* **The task**
Please give the date on which the separation agreement below says the executive's employment with the company is terminated.

### Text section

SEPARATION AND RELEASE AGREEMENT
Exhibit
10.1
THIS SEPARATION AND RELEASE
AGREEMENT (this “Agreement”)
dated February 1, 2010, is by and between Xxxxx X. Xxxxxxxx (“Executive”)
and Education Realty Trust, Inc., a Maryland corporation (the “Company”).
WHEREAS, Executive’s
employment with the Company has been terminated, effective as of February 12,
2010 (the termination date) pursuant to that certain Amended and Restated
Employment Agreement between the Company and Executive, dated as of October 29,
2008 (the “Employment
Agreement”);
NOW, THEREFORE, in
consideration of the foregoing premises and other good and valuable
consideration, the receipt and sufficiency of which are hereby acknowledged, the
parties hereto hereby agree as follows:
1. Termination of
Employment. Executive and the Company hereby agree that
Executive’s employment with the Company will be terminated pursuant to Section 5(h) of the
Employment Agreement on February 12, 2010. To the extent he continues
to hold any such offices or directorships, Executive hereby resigns all offices
and directorships he holds with the Company and any and all of the Company’s
subsidiaries and affiliates, effective as of the termination
date. Capitalized terms used herein and not otherwise defined shall
have the same meanings as in the Employment Agreement.
2. Release by
Executive. Executive, on his own behalf and on behalf of his
heirs, successors and assigns, hereby irrevocably and unconditionally releases
and forever discharges the Company and its current and former subsidiaries and
other affiliates, and their current and former agents, employees,
representatives, officers, directors, stockholders, trustees and attorneys (in
both their official and personal capacities), and each of their predecessors,
successors, assigns and/or heirs (all of which are hereafter collectively
referred to as the “Released
Parties”) from any and all debts, liabilities, claims, demands, actions
or causes of action, suits, judgments or controversies of any kind whatsoever
(except as set forth below) arising from Executive’s relationship (including
without limitation as a stockholder) to, employment with or service as an
employee, officer, director, or manager of the Company or its subsidiaries and
affiliates (collectively, the “Claims”)
against the Released Parties, that now exist or that may arise in the future out
of any matter, transaction or event occurring prior to or on the termination
date, including without limitation, any claims of breach of contract or for
severance or other termination pay, or claims of harassment or discrimination
(for example, on the basis of age, sex, race, handicap, disability, religion,
color or national origin) under any federal, state or local law, rule or
regulation, including, but not limited to, the Age Discrimination in Employment
Act of 1967, 29 U.S.C. §621, et seq. Except
as set forth below, Executive further agrees not to file or bring any claim,
suit, civil action, complaint, arbitration or administrative action (any of the
foregoing, an “Action”)
in any city, state or federal court or agency or arbitration tribunal with
respect to any Claim against any of the Released Parties or (except as may be
required by law) assist any other person or entity with any Action against any
of the Released Parties. Notwithstanding anything to the contrary
contained in this Agreement, Executive does not release any of the Released
Parties and shall not be prohibited from filing or bringing an Action with
respect to any right Executive otherwise may have now or in the future to (i)

######
### Material shown

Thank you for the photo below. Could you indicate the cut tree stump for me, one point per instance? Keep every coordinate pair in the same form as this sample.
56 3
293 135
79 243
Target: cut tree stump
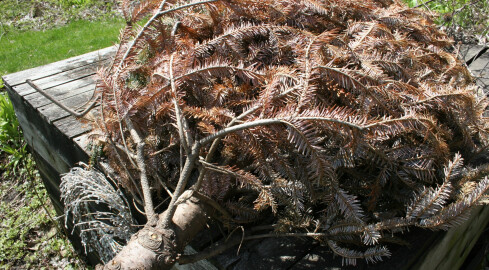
59 141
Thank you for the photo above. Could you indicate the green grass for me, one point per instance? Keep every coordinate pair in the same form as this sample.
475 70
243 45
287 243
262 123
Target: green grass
23 50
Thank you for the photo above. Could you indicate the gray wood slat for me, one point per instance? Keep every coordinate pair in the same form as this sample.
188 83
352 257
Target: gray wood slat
76 62
63 92
72 127
59 79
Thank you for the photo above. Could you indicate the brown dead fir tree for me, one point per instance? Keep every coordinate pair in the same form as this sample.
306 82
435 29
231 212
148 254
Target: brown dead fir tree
344 119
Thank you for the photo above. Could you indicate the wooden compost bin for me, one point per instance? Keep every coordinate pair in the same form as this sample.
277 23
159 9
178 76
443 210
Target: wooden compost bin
58 141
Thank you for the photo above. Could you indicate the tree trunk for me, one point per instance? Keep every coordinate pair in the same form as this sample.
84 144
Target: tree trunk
155 247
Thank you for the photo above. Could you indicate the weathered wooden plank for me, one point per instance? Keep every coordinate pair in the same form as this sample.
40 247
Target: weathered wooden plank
62 92
77 62
72 127
452 250
58 80
53 112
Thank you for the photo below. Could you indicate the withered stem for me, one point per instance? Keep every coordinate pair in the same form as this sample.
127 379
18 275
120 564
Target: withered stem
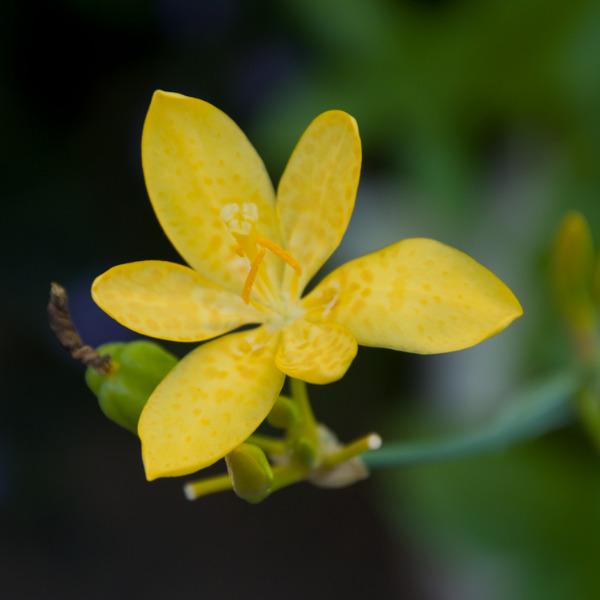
63 327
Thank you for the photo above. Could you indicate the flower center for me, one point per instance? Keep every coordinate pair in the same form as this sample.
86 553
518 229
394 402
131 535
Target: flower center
241 221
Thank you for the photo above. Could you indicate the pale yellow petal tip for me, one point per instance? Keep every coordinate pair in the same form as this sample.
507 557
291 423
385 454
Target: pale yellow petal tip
374 441
164 95
188 492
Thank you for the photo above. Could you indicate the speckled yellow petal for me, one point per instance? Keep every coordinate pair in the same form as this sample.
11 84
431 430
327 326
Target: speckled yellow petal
209 403
417 295
169 301
315 352
316 194
197 160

######

* **Answer below**
February 12, 2010.